Go语言 Channel

基础

为什么需要Channel

在介绍goroutine的时候有提到过多个goroutine会产生竞争关系，如果使用不得当，轻则无法正确更新变量，重则挂掉程序。我们可以通过原子函数和互斥锁来解决竞争关系，但是还有一种更有趣的方法，那就是使用Channel。

当一个资源需要在goroutine之间共享时，Channel在goroutine之间架起了一个管道，并提供了确保同步交换数据的机制。

定义Channel

//无缓冲的整型通道
unbuffered := make(chan int)
//有缓冲的字符串通道
buffered := make(chan string, 10)

从Channel里收发数据

//通过通道发送一个字符串 
buffered <- 1
//从通道接收一个字符串 
value := <- buffered

无缓冲的Channel

无缓冲的Channel必须有接受者，如果没有接受者（worker）就会报错。

package main

import (
	"fmt"
	"time"
)

func worker(id int, c chan int) {
	for  {
		fmt.Printf("Worker %d received %d\n",
			id, <-c)
	}
}

func createWorker(id int) chan<- int {
	c := make(chan int)
	//Channel的接受者
	go worker(id, c)
	return c
}

func chanDemo() {
	//建立Channel的slice （Channel是一等公民）
	var channels [10]chan<- int
	//建立10个Channel和接受者
	for i := 0; i < 10; i++ {
		channels[i] = createWorker(i)
	}
	//传入值
	for i := 0; i < 10; i++ {
		channels[i] <- 'a' + i
	}
	//传入值
	for i := 0; i < 10; i++ {
		channels[i] <- 'A' + i
	}
	//程序持续1 Millisecond
	time.Sleep(time.Millisecond)
}

func main() {
	fmt.Println("Channel as first-class citizen")
	chanDemo()
}

注意在把Channel当做函数参数使用的时候，可以定义Channel的数据走向chan<- int,这样Channel就只能接受数据。

有缓冲的Channel

有缓冲的Channel就算没有接受者，只要没有超过预先设置的缓冲，就能保存传入的值。

package main

import (
	"fmt"
	"time"
)

func worker(id int, c chan int) {
	for {
		fmt.Printf("Worker %d received %c\n",
			id, <-c)
	}
}

func bufferedChannel() {
	c := make(chan int, 3)
	go worker(0, c)
	c <- 'a'
	c <- 'b'
	c <- 'c'
	c <- 'd'
	time.Sleep(time.Millisecond)
}

func main() {
	fmt.Println("Buffered channel")
	bufferedChannel()
}

如果不加worker，程序会报错，但是如果把c <- 'd'也注释掉，程序时不会报错的。

关闭Channel

package main

import (
	"fmt"
	"time"
)

func worker(id int, c chan int) {
	for {
		fmt.Printf("Worker %d received %c\n",
			id, <-c)
	}
}

func channelClose() {
	c := make(chan int)
	go worker(0, c)
	c <- 'a'
	c <- 'b'
	c <- 'c'
	c <- 'd'
	close(c)
	time.Sleep(time.Millisecond)
}

func main() {
	fmt.Println("Channel close and range")
	channelClose()
}

在传完4个值之后关闭了Channel，但是worker还在无限循环并且往外传Channel。但是由于已经没有值了，在1 毫秒的时间内，会生成下面的结果。

任务目标 1: 请改写记录中从含有“Where can the cat body”的那一行起直至记录末尾的各行，将“cat body”替换为“cat torso”，其余内容一律保持不变。

已记录数据:
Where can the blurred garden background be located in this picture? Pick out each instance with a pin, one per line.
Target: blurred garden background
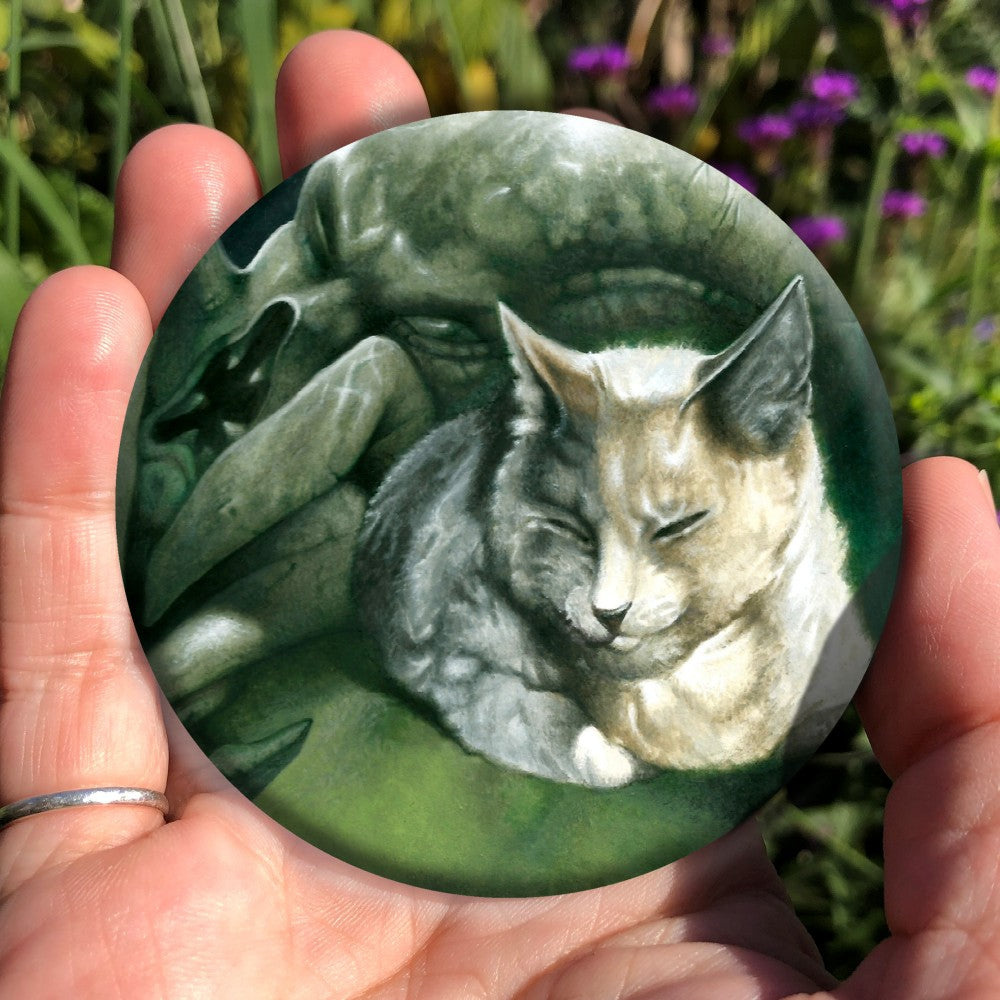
(871, 126)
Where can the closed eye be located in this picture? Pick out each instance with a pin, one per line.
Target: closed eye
(680, 526)
(571, 528)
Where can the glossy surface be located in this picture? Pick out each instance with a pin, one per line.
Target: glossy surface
(487, 305)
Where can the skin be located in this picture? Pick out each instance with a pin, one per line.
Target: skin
(219, 901)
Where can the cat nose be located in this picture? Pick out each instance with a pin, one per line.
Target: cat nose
(612, 618)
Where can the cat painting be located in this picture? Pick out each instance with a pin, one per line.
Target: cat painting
(626, 563)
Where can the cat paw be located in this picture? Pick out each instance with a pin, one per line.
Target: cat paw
(601, 763)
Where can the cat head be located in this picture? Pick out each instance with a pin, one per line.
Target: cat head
(650, 492)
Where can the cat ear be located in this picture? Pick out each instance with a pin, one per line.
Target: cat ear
(547, 369)
(756, 393)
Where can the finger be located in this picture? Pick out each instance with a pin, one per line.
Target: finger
(339, 86)
(179, 190)
(932, 707)
(79, 707)
(936, 673)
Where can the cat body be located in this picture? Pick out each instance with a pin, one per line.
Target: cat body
(626, 564)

任务目标 2: 根据关于Go语言Channel的文本，有缓冲的Channel在没有接受者时，在什么条件下仍能保存传入的值？

最终结果 1:
Where can the cat torso be located in this picture? Pick out each instance with a pin, one per line.
Target: cat torso
(626, 564)

最终结果 2: 只要没有超过预先设置的缓冲，就能保存传入的值。